Start of Excerpt to read

IMG-20180103-WA0006.jpg


A reallife image of an African rock python killing a baby impala.



A python killed an elephant! This is the ancient (Greek) version of a modern ‘animal attack’ video. Somebody somewhere witnessed a python kill a (baby?) elephant. A rare and amazing incident and reported it. The idea became an ancient ‘urban legend’ and a virulent ‘meme’. A kind of snake that can even kill elephants!



elephant2.jpg


Some bestiaries mention the python will fall down from a tree on top of an elephant. Most medieval Europeans have never seen a python. Or an elephant. Hopping down from a treetop also encouraged the assumption that this kind of snake might be birdlike, with wings, flying among tree branches, and eaglelike landing to catch its prey.

Above, the birdlike wings are grabbing under the foreleg of the elephant. But the original concept of a snake is clear.

Other bestiaries simply mention the python ‘on the path’ of the elephant, and tangles its feet, to take it down. Other bestiaries mention the python going after a newborn elephant, while the parents defend it.

In the manuscript above, note the wolflike head with ears. By the Medieval Period, the Roman military Draco banner is already firmly implanted in the popular imagination of what a ‘Draco’ looks like. So various kinds of heads are already possible.



These Pan-European bestiary manuscripts were part of the Roman then Holy Roman Empire. The earlier ones are text-only in Latin. But later, the medieval illuminated manuscripts tried to illustrate them with a picture of each animal, ... as best as the artist was able.

End of Excerpt to read
Start of Provided data

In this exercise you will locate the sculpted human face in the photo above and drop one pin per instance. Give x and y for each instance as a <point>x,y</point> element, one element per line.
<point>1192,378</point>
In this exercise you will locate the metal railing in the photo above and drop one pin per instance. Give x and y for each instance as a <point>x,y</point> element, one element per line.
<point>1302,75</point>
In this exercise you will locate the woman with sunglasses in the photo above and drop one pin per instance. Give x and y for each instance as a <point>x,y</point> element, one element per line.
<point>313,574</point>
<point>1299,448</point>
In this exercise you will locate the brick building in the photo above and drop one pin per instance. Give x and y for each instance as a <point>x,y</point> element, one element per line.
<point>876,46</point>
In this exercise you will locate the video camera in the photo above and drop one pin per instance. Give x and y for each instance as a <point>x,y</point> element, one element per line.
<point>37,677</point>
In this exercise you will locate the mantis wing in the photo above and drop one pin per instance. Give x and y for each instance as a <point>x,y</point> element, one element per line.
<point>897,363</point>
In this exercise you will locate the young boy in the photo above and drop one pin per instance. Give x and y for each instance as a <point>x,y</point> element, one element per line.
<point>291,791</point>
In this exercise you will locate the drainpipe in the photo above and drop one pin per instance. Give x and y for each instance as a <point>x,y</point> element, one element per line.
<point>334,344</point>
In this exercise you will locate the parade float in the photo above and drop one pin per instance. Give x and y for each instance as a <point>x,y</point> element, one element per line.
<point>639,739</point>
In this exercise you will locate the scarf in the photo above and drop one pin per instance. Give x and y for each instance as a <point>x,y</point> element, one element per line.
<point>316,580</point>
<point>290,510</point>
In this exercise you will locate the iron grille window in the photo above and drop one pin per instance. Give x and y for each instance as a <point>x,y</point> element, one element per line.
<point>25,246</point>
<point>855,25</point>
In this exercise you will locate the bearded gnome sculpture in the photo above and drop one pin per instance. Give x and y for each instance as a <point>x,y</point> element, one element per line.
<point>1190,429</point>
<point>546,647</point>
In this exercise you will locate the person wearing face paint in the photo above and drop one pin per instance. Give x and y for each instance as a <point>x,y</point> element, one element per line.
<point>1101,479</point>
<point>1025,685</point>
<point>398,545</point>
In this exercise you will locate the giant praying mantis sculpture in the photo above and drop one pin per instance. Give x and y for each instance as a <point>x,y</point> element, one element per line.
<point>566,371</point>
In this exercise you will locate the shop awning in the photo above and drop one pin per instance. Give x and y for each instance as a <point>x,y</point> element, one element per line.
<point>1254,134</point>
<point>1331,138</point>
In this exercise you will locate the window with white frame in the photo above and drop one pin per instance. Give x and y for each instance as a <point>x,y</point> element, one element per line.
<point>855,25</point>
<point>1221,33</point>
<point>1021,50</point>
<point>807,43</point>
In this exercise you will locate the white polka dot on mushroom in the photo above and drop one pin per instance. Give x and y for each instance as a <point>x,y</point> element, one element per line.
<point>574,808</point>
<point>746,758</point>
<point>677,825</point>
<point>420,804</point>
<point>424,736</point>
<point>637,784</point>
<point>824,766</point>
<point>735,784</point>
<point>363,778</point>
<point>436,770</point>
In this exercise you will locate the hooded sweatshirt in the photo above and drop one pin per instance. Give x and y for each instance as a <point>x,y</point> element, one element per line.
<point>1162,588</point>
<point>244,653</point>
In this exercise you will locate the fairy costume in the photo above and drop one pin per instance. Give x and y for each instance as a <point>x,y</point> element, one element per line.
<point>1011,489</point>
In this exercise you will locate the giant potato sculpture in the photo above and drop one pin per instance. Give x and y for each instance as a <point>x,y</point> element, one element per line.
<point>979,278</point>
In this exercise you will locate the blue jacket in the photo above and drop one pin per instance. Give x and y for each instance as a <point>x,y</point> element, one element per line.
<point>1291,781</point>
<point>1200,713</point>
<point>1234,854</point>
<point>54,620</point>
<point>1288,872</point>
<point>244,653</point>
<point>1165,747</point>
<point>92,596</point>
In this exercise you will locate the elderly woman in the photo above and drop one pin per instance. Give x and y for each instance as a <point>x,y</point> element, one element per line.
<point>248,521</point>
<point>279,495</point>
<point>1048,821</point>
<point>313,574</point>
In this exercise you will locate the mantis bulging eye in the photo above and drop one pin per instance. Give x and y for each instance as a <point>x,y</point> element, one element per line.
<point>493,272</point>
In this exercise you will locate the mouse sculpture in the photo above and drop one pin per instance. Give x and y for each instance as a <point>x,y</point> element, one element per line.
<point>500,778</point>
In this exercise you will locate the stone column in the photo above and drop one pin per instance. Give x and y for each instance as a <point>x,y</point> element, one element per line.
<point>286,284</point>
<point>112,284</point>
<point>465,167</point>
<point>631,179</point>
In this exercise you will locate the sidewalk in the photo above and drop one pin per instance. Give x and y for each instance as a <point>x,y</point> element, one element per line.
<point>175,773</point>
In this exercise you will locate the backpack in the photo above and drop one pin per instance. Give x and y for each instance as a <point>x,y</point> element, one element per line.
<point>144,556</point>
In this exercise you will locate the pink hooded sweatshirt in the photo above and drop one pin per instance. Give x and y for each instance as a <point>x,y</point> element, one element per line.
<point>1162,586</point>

End of Provided data

Extend the passage on the python and the elephant in medieval bestiaries, picking up after its last sentence.

Response to the task:
The texts of most of these bestiaries interpreted these animals allegorically and religiously. The description for the Draco python entry added an allegory that compared it to the Christian devil. The elephant then is a careless Christian who is unaware of the machinations of the devil. The devil entraps the elephant Christian in sin. Meanwhile, the ‘Draco’ from the Vulgate Latin Bible, is a ‘snake’, a ‘serpent’, apparently flying in the heavens like angels do, a ‘fowl’ of the air, a ‘roaming lion’, a ‘wolf in sheeps clothing’, and so on, conflating various possibilities for what the African python looks like.



elepahnt4.jpg


Note the Draco python above has a lionlike head. Or at least more catlike. The artist has seen a reallife cat. A lion is said to be something like it. The winged body is interpreted as if more birdlike.

Regarding the elephant. Since few have ever seen a reallife elephant, the bestiary manuscript traditions tend to portray the tusks of the elephant growing upward from the lower jaw. This is a guess about which teeth the ‘oliphant horns’ come from. At least this artist has a reasonably accurate understanding of the large ears.



elepahnt6.jpg


This snake has a wolfhead, like the Roman cavalry banner sometimes does.



elephant3.jpg


Note, the above medieval European artist has never actually seen a reallife African elephant nor a reallife African rock python, nor even ever seen a decent bestiary that depicted either of these.

Even so, the head of the snake seems an attempt at lionlike, somewhat like a domestic cat.

Either the elephant is pretty small, or the python is pretty big.



elephant7.jpg


This Draco ‘serpent’ has venom. The venom is painful, burns, and causes redness and inflamation ... like fire.



elepahnt7.jpg


Note the humanlike (?) head. With eyebrows. But the elephants also have eyebrows. Future bestiaries with a human-headed Draco python, have precedents.



elephant7.jpg


The ‘Draco’ python above has a lionlike (?) head. The artist might be splitting the difference between seeing bestiaries with a lionlike head and bestiaries with a wolflike one. So compromised.

Similarly, the artist might have seen an image with a naturalistic python snake, or thought about how snakes dont normally have legs, yet saw a bestiary where the Draco was more birdlike with wings. So compromised. No legs but birdlike.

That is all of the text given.